_Task description_
Will you write out all the entries below exactly?

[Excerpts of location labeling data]
* begin *

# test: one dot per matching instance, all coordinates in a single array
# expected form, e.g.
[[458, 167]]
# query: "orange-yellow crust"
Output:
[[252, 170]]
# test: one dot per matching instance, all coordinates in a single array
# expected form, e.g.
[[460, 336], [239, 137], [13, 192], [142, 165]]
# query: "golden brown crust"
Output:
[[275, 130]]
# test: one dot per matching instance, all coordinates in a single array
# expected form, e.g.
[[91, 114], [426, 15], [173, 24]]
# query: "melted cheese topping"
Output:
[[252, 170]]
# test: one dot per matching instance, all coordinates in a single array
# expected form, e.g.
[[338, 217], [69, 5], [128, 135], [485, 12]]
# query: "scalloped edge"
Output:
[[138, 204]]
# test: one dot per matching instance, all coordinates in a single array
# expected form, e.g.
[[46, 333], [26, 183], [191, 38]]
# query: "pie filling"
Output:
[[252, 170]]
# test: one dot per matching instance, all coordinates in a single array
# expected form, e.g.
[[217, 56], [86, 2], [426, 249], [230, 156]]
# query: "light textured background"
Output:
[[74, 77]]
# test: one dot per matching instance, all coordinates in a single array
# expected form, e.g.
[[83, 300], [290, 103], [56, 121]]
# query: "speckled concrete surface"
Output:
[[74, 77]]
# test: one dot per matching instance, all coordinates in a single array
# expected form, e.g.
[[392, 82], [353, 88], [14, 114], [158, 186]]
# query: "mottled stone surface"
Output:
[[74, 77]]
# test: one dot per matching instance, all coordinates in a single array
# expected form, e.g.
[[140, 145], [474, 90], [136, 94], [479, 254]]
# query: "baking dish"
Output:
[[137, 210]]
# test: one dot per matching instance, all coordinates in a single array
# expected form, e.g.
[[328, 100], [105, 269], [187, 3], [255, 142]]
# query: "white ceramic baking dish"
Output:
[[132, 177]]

* end *

_Written answer_
# test: one dot per matching instance, all coordinates in a single array
# expected form, e.g.
[[458, 167]]
# query: "orange-yellow crust"
Output:
[[252, 170]]
# test: one dot per matching instance, all coordinates in a single array
# expected form, e.g.
[[460, 336], [239, 137], [13, 192], [142, 165]]
# query: "golden brown crust"
Output:
[[275, 130]]
# test: one dot per matching instance, all coordinates in a single array
# expected form, e.g.
[[91, 114], [426, 15], [173, 24]]
# query: "melted cheese topping"
Output:
[[252, 170]]
# test: one dot per matching instance, all coordinates in a single array
# expected form, e.g.
[[338, 217], [69, 5], [128, 135], [485, 12]]
# query: "scalloped edge"
Output:
[[138, 204]]
# test: one dot per matching instance, all coordinates in a single array
# expected form, e.g.
[[46, 333], [26, 183], [191, 38]]
# query: "pie filling"
Output:
[[252, 170]]
# test: one dot per matching instance, all coordinates in a single array
# expected form, e.g.
[[217, 56], [86, 2], [426, 249], [230, 156]]
# query: "light textured background"
Output:
[[74, 77]]
# test: one dot per matching instance, all coordinates in a single array
# expected form, e.g.
[[83, 300], [290, 103], [56, 121]]
# query: "speckled concrete surface"
Output:
[[74, 77]]
# test: one dot per matching instance, all coordinates in a single array
# expected form, e.g.
[[392, 82], [353, 88], [14, 114], [158, 186]]
# query: "mottled stone surface"
Output:
[[74, 77]]
# test: one dot per matching instance, all coordinates in a single array
# expected form, e.g.
[[140, 145], [474, 90], [136, 94], [479, 254]]
# query: "baking dish"
Output:
[[137, 210]]
# test: one dot per matching instance, all coordinates in a single array
# expected form, e.g.
[[328, 100], [105, 269], [187, 3], [255, 142]]
# query: "white ceramic baking dish"
Output:
[[132, 177]]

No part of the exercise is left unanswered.